CONSIGNE:
Pouvez-vous poursuivre le texte sur le tirage au palladium après sa dernière phrase ?

Le tirage au palladium

Tirage au palladium

Le procédé alternatif au palladium est le tirage par contact que j’affectionne le plus et pour cause : le rendu est tout simplement unique. J’apprécie la qualité de l’image : finesse des détails, contraste et nuances des bruns mais aussi l’aspect mat dû à l’imprégnation des particules de palladium dans le papier. On croirait presque du dessin au fusain. J’ai mis du temps à l’essayer : la chimie du palladium nécessite rigueur et patience et les produits chimiques ne sont pas accessibles à toutes les bourses : comptez entre 70 et 100 euros pour un kit de démarrage (sans compter l’achat de papier de qualité supérieure). Ne prenez pas peur : le jeu en vaut la chandelle! Vous obtiendrez des tirages uniques aux tonalités variant du noir froid au brun roux et qui se conserveront aussi longtemps que le support. Le procédé platine-palladium est considéré actuellement comme la technique de tirage photographique la plus stable .

DONNÉES FOURNIES:
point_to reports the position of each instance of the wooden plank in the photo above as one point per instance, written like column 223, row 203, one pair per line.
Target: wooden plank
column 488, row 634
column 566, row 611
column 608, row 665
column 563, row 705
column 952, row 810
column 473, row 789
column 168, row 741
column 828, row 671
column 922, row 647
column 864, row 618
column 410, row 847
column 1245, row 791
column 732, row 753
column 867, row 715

RÉPONSE RÉDIGÉE:
Un peu d’histoire

En 1883, le capitaine William de Wiveleslie Abney (1843-1920) rendit un service considérable aux photographes anglophones en publiant dans The Journal of The Photographic Society (devenu The Photographic Journal de la Royal Photographic Society of Great Britain) une traduction d’un mémoire primé de deux officiers de l’armée autrichienne : le captaine Josef Pizzighelli et le baron Arthur von Hübl. La brochure nommée « Die Platinotypie » avait été publiée en Autriche quelques années plus tôt et présentait un platinotype original d’une taille de 4X5 pouces (à partir d’un négatif du photographe Viktor Angerer). Le mémoire a également été traduit et publié en français en 1883 mais malheureusement ce platinotype original n’y figurait plus. Le manuscrit décrit brièvement leurs premiers travaux sur les propriétés de sensibilité à la lumière de certains sels de platine et le rôle clé de William Willis, junior (Kent, Angleterre).

« Die Platinotypie »

Mais remettons nous dans le contexte de l’époque. Le monde de la photographie n’utilise l’action de la lumière et plus exactement de l’énergie radiante et les propriétés réductrices de certains sels métalliques que depuis 1839. C’est en 1763, que le Dr. William Lewis, l’un des premiers chercheurs travaillant sur le platine a continué et approfondi les travaux de Johann Heinrich Schulze qui découvrit en 1727 les propriétés de certains sels d’argent à réagir à la lumière. Quand Lewis mourut, c’est Josiah Wedgwood qui racheta ses carnets de notes. Alexander Chisholm, l’ancien assistant de Lewis, commence à travailler avec Wedgwood comme chimiste assistant. Il enseignera directement son savoir-faire à Thomas Wedgwood (l’un de ses fils). Thomas publiera la première méthode de reproduction de dessins sur des plaques de verre à partir de sels d’argent : chlorure d’argent et nitrate d’argent. En parallèle, en 1776, Torbern Olof Bergman, professeur de chimie à l’Université d’Uppsala, celui-là même qui donna le nom de « Platinum » à l’élément, découvrait le sulfate d’argent et l’oxalate d’argent.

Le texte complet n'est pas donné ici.